■ TASK BRIEF
Print out the material that follows word for word.

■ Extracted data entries
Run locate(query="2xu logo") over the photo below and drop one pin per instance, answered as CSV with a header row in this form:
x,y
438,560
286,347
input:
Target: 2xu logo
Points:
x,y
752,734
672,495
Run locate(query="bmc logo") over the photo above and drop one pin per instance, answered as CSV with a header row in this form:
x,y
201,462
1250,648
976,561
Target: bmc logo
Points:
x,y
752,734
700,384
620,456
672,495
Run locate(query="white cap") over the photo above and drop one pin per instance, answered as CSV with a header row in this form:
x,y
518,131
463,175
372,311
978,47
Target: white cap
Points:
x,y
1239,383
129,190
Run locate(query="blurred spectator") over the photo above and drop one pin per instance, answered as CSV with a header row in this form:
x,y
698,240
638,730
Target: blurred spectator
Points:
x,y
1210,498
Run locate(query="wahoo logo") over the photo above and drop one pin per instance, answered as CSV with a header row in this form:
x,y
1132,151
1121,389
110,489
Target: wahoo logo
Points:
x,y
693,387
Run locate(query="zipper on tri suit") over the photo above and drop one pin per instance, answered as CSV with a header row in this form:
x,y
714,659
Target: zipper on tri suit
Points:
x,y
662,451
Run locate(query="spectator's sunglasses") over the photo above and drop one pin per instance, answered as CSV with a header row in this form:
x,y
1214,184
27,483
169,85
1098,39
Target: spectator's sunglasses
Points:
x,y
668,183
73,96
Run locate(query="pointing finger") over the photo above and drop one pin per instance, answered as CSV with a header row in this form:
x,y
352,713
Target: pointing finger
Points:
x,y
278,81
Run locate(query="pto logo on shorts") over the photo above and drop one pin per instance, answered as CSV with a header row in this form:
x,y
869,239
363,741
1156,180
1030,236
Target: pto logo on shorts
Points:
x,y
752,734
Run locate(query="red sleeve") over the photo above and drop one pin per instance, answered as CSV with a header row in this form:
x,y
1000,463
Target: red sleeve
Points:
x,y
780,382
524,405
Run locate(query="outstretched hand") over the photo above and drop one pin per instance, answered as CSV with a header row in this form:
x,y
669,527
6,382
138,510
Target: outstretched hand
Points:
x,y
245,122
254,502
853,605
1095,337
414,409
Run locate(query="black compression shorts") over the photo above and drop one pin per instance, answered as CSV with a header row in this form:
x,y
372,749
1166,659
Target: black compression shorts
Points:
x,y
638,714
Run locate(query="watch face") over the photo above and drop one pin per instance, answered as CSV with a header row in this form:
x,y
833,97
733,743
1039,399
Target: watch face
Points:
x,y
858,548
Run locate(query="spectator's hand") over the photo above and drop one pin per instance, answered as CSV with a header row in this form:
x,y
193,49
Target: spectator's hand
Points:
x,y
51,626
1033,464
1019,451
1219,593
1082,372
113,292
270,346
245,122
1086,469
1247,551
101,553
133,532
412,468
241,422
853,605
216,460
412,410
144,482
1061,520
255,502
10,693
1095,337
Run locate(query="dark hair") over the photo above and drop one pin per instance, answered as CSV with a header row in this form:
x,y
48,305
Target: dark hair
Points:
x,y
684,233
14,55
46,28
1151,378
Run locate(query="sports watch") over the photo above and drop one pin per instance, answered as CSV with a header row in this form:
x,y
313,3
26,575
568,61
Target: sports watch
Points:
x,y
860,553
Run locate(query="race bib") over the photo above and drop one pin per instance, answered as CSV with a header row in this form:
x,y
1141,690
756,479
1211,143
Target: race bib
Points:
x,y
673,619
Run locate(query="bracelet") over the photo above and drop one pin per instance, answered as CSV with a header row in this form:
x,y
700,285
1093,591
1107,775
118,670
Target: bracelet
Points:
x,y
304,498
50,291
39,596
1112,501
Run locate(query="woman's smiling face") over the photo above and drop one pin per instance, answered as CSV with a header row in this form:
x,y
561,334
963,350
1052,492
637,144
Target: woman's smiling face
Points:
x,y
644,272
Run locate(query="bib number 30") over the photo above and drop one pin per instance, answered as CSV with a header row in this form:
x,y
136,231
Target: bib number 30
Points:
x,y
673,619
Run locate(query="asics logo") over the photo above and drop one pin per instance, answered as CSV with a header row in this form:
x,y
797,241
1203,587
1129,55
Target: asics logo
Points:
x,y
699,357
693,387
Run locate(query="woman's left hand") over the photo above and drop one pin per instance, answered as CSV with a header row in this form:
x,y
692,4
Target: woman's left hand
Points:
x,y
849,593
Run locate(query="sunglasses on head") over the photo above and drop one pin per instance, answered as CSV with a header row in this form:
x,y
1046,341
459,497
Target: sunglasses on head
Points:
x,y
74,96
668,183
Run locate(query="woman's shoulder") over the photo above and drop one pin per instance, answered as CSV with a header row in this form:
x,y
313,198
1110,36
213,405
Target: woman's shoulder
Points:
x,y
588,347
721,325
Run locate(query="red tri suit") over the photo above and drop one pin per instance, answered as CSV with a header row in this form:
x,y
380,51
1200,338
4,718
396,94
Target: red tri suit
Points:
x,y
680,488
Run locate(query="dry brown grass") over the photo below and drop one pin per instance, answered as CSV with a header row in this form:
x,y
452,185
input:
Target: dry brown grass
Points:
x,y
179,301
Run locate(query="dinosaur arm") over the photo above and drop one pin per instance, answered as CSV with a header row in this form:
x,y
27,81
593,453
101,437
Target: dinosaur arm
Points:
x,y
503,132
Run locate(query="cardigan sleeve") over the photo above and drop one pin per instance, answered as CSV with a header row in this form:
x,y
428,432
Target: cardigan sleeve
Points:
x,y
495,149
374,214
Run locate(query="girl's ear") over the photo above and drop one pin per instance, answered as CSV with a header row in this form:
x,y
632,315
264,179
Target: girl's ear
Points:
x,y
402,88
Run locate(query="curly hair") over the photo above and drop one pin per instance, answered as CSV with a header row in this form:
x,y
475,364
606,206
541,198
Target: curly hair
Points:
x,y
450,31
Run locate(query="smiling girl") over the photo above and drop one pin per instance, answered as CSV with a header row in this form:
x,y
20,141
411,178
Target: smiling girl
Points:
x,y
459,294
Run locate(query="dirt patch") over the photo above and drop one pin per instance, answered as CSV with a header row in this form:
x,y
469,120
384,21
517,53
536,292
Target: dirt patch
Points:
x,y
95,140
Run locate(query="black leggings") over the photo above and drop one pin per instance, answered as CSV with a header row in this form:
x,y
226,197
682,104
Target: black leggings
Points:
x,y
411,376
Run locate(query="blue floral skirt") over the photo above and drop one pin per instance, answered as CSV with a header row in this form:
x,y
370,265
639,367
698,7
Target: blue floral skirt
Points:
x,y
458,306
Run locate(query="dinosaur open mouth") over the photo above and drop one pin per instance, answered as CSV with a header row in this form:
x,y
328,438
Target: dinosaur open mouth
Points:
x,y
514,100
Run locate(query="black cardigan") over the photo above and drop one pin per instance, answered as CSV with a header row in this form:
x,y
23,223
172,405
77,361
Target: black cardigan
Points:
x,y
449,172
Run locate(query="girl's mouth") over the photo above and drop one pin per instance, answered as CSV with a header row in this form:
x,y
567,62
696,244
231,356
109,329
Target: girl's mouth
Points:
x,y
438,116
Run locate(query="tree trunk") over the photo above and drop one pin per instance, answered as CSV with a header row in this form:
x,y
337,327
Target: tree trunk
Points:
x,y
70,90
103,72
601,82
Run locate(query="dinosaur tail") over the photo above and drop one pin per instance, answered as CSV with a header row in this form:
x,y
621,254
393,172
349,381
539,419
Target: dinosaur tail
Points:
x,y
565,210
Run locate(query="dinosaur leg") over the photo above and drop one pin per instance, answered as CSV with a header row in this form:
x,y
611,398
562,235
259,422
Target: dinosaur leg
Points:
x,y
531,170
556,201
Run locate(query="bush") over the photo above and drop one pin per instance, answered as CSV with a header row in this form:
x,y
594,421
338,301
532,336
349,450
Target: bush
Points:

■ RESPONSE TO THE TASK
Run locate(query="2xu logo") over the photo below and drop one pin per instance, answered as CSV with a header row in this form:
x,y
438,560
286,347
input:
Target: 2xu logo
Points:
x,y
752,734
672,495
Run locate(query="bmc logo") over the photo above and drop one pin per instance, answered as CSV with a header row in this form:
x,y
201,462
1250,648
976,561
Target: bmc logo
Points:
x,y
752,734
700,384
620,456
672,495
Run locate(query="white cap") over the photo above and drop one pin per instance, answered as CSV with a header row in this form:
x,y
518,131
463,175
372,311
978,47
Target: white cap
Points:
x,y
1239,383
129,190
Run locate(query="blurred spectator") over the photo above and drop one pin per instance, answered as CSV with a header row in this form:
x,y
698,240
638,730
Target: blurred spectator
Points:
x,y
1210,498
Run locate(query="wahoo logo") over the photo above and drop one pin per instance, answered as CSV with a header row in this form:
x,y
1132,151
1121,389
110,489
Target: wahoo logo
Points:
x,y
693,387
Run locate(query="zipper on tri suit") over the photo above and drop one pin per instance, answered as CSV with a header row in this form:
x,y
714,659
Target: zipper on tri suit
Points:
x,y
662,451
Run locate(query="spectator's sunglasses") over the photo above and drop one pin per instance, answered as CSV with a header row in this form:
x,y
1214,184
27,483
169,85
1098,39
Target: spectator's sunglasses
Points:
x,y
668,183
73,96
Run locate(query="pointing finger") over the photo above and drop one pin per instance, answered as CSV with a header row in this form:
x,y
352,713
Target: pointing finger
Points:
x,y
278,81
Run locate(query="pto logo on shorts") over the photo above and drop one pin per instance, answered as CSV with a header row in this form:
x,y
869,239
363,741
1156,180
1030,236
Target: pto logo on shorts
Points:
x,y
752,734
Run locate(query="red sleeve") over the photo above and drop one pin per instance, answered as CSV with a header row in this form:
x,y
1000,463
Target: red sleeve
Points:
x,y
780,382
524,405
Run locate(query="outstretched hand") over the photo above and drop one pin per instance, answered as CSV with a header row in this form:
x,y
669,527
6,382
138,510
Target: outstretched hand
Points:
x,y
245,122
254,502
853,605
1095,337
414,409
Run locate(query="black compression shorts") over the photo above and drop one pin per instance, answered as CSV with a header row in this form:
x,y
372,749
1166,659
Target: black compression shorts
Points:
x,y
638,714
Run locate(query="watch face") over the photo above and drop one pin per instance, answered as CSV with a header row in this form:
x,y
833,97
733,743
1039,399
Target: watch face
Points:
x,y
858,548
Run locate(query="spectator's hand") over the photo above and drop one pin per instance, answered as CSV with a header row in this form:
x,y
193,49
Target: spectator's hand
Points:
x,y
51,626
1033,464
1019,451
1219,593
1082,372
113,292
270,346
245,122
1086,469
1247,551
101,553
133,532
412,468
241,422
853,605
216,460
412,410
144,482
1061,520
255,502
10,693
1095,337
Run locate(query="dark hair") over the photo above and drop one pin per instance, answered as CSV with a header row in this form:
x,y
48,305
Target: dark hair
Points:
x,y
684,233
14,55
46,28
1151,378
Run locate(query="sports watch") over the photo above and drop one pin per instance, answered as CSV with a header row in this form:
x,y
313,3
26,575
568,61
Target: sports watch
Points:
x,y
860,553
Run locate(query="race bib") over the photo above and drop one pin per instance, answered as CSV with a header row in this form:
x,y
1141,690
756,479
1211,143
Target: race bib
Points:
x,y
673,619
Run locate(query="bracelet") over the photo above and drop one pin per instance, answered as CSV with a header row in this form:
x,y
700,285
1093,591
1107,775
118,670
Target: bracelet
Points:
x,y
304,498
50,291
39,596
1112,501
Run locate(query="woman's smiling face") over the photo above and drop one pin per instance, answered as CSV with a header row in this form:
x,y
561,334
963,350
1052,492
637,144
Target: woman's smiling face
Points:
x,y
644,272
Run locate(query="bib number 30") over the photo above and drop one pin per instance, answered as CSV with a header row in this form:
x,y
136,231
Target: bib number 30
Points:
x,y
673,619
Run locate(query="asics logo") over the photo above and drop one pin per instance, answered as CSV with a header row in this form:
x,y
797,241
1203,587
1129,55
Target: asics logo
Points:
x,y
699,357
693,387
Run locate(query="woman's left hand") over the photo above and drop one pin per instance, answered as CSV with a header row in this form:
x,y
692,4
Target: woman's left hand
Points:
x,y
849,593
Run locate(query="sunglasses on head") over the photo above and drop one pin per instance, answered as CSV with a header row in this form:
x,y
1046,341
459,497
Target: sunglasses on head
Points:
x,y
74,96
668,183
Run locate(query="woman's shoulder") over the photo above and drop one pin per instance, answered as CSV with a header row in this form:
x,y
313,198
1110,36
213,405
Target: woman's shoulder
Points:
x,y
588,347
721,325
Run locate(query="red tri suit") over the photo above and drop one pin per instance, answered as CSV with a header row in this form:
x,y
380,51
1200,338
4,718
396,94
Target: red tri suit
Points:
x,y
680,488
Run locate(query="dry brown grass") over the photo below and drop one pin per instance, answered as CSV with a header row in this form:
x,y
452,185
input:
Target: dry brown grass
Points:
x,y
179,301
Run locate(query="dinosaur arm") over the photo above and drop one pin per instance, answered as CSV with a header row in this form:
x,y
27,81
593,453
101,437
Target: dinosaur arm
Points:
x,y
503,132
Run locate(query="cardigan sleeve") over the photo above and drop one pin per instance, answered as CSV with a header row in this form:
x,y
428,432
Target: cardigan sleeve
Points:
x,y
495,149
374,214
Run locate(query="girl's ear") over the photo above and drop one pin per instance, answered as CSV with a header row in this form:
x,y
632,315
264,179
Target: girl's ear
Points:
x,y
402,88
Run locate(query="curly hair") over the photo above and drop one pin per instance, answered as CSV with a header row in this form:
x,y
475,364
606,206
541,198
Target: curly hair
Points:
x,y
450,31
Run locate(query="smiling girl") over the photo above and drop one pin per instance, answered as CSV with a header row in this form:
x,y
20,141
411,178
Target: smiling girl
Points:
x,y
459,294
Run locate(query="dirt patch") over the photo above and drop one pin per instance, answered as CSV with a header row in this form:
x,y
469,120
384,21
517,53
536,292
Target: dirt patch
Points:
x,y
95,140
Run locate(query="black leggings") over the photo above and drop one pin per instance, answered as CSV with a header row in this form:
x,y
226,197
682,104
Target: black leggings
Points:
x,y
411,376
Run locate(query="blue floral skirt") over the photo above and drop one pin per instance, answered as CSV with a header row in this form:
x,y
370,265
639,367
698,7
Target: blue floral skirt
Points:
x,y
458,306
Run locate(query="dinosaur open mouth") over the photo above and drop one pin per instance, answered as CSV with a header row in this form:
x,y
328,438
Target: dinosaur open mouth
Points:
x,y
514,100
Run locate(query="black cardigan") over the photo above and drop one pin per instance, answered as CSV with a header row in this form:
x,y
23,223
172,405
77,361
Target: black cardigan
Points:
x,y
449,172
Run locate(query="girl's mouth") over the photo above and drop one pin per instance, answered as CSV with a header row in this form:
x,y
567,62
696,244
231,356
109,329
Target: girl's mouth
Points:
x,y
438,116
Run locate(query="tree trunk") over the photo above and drop one pin per instance, answered as CSV with a header row in this form:
x,y
337,327
Target: tree trunk
Points:
x,y
70,90
103,72
601,82
Run locate(query="dinosaur tail") over the photo above and drop one pin per instance, answered as CSV with a header row in this form:
x,y
621,254
393,172
349,381
539,419
Target: dinosaur tail
Points:
x,y
565,210
Run locate(query="dinosaur leg") over the photo above and drop one pin per instance, answered as CSV with a header row in this form:
x,y
611,398
562,235
259,422
Target: dinosaur leg
Points:
x,y
531,170
556,201
Run locate(query="bush") over the photo above and drop one pin per instance, answered as CSV with a header row in this form:
x,y
594,421
338,301
532,336
349,450
Target: bush
Points:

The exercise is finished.